• _Assigned task_
Print the GPTScript Knowledge Tool v0.3 announcement below in full, word for word.

• _Excerpt to read_
-- Opening Marker --

GPTScript Knowledge Tool v0.3 Introduces One-Time Configuration for Embedding Model Providers

Jul 31, 2024 by Thorsten Klein
GPTScript Knowledge Tool v0.3 Introduces One-Time Configuration for Embedding Model Providers

OK, the title may be a little exaggerated, but still, our little Knowledge tool gained the ability to use various Embedding Models or rather Embedding Model Providers in v0.3.0. GPTScript is our natural language approach to programming: prompt in English (or your native language), to write tools which are then strung together via AI to execute (view initial blog here for a refresh).

What that means is that you can now define an endless list of embedding model providers in a newly created config file and for every knowledge base (dataset) you create, you can choose any of them.

Important Note here: you can only use one embedding model per dataset, you cannot ingest one file with model A and another one with model B, as that would screw up the vector space due to different embedding types and vector dimensionalities.

-- Closing Marker --

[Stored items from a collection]
-- Opening Marker --

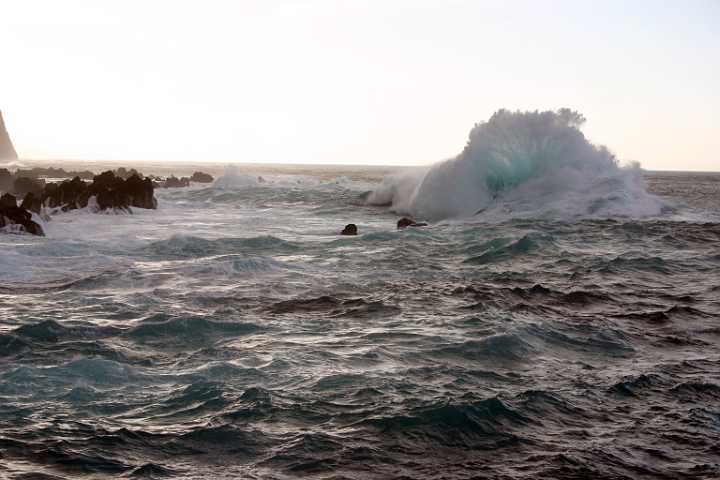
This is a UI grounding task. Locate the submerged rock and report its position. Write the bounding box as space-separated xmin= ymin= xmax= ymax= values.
xmin=397 ymin=217 xmax=427 ymax=230
xmin=162 ymin=175 xmax=190 ymax=188
xmin=13 ymin=175 xmax=45 ymax=197
xmin=20 ymin=192 xmax=42 ymax=213
xmin=0 ymin=168 xmax=15 ymax=192
xmin=190 ymin=172 xmax=215 ymax=183
xmin=340 ymin=223 xmax=357 ymax=235
xmin=0 ymin=193 xmax=45 ymax=235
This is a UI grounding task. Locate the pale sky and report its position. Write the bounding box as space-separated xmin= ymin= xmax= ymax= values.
xmin=0 ymin=0 xmax=720 ymax=170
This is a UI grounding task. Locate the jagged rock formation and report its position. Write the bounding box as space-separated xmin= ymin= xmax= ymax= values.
xmin=15 ymin=167 xmax=94 ymax=180
xmin=340 ymin=223 xmax=357 ymax=235
xmin=190 ymin=172 xmax=215 ymax=183
xmin=0 ymin=193 xmax=45 ymax=235
xmin=39 ymin=170 xmax=157 ymax=211
xmin=162 ymin=175 xmax=190 ymax=188
xmin=0 ymin=112 xmax=17 ymax=160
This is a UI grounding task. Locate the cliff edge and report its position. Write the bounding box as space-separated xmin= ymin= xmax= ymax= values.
xmin=0 ymin=112 xmax=17 ymax=160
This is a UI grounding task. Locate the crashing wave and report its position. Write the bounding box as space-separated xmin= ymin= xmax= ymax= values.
xmin=213 ymin=165 xmax=262 ymax=190
xmin=367 ymin=109 xmax=663 ymax=220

-- Closing Marker --

• _Solution to this task_
GPTScript Knowledge Tool v0.3 Introduces One-Time Configuration for Embedding Model Providers

Jul 31, 2024 by Thorsten Klein
GPTScript Knowledge Tool v0.3 Introduces One-Time Configuration for Embedding Model Providers

OK, the title may be a little exaggerated, but still, our little Knowledge tool gained the ability to use various Embedding Models or rather Embedding Model Providers in v0.3.0. GPTScript is our natural language approach to programming: prompt in English (or your native language), to write tools which are then strung together via AI to execute (view initial blog here for a refresh).

What that means is that you can now define an endless list of embedding model providers in a newly created config file and for every knowledge base (dataset) you create, you can choose any of them.

Important Note here: you can only use one embedding model per dataset, you cannot ingest one file with model A and another one with model B, as that would screw up the vector space due to different embedding types and vector dimensionalities.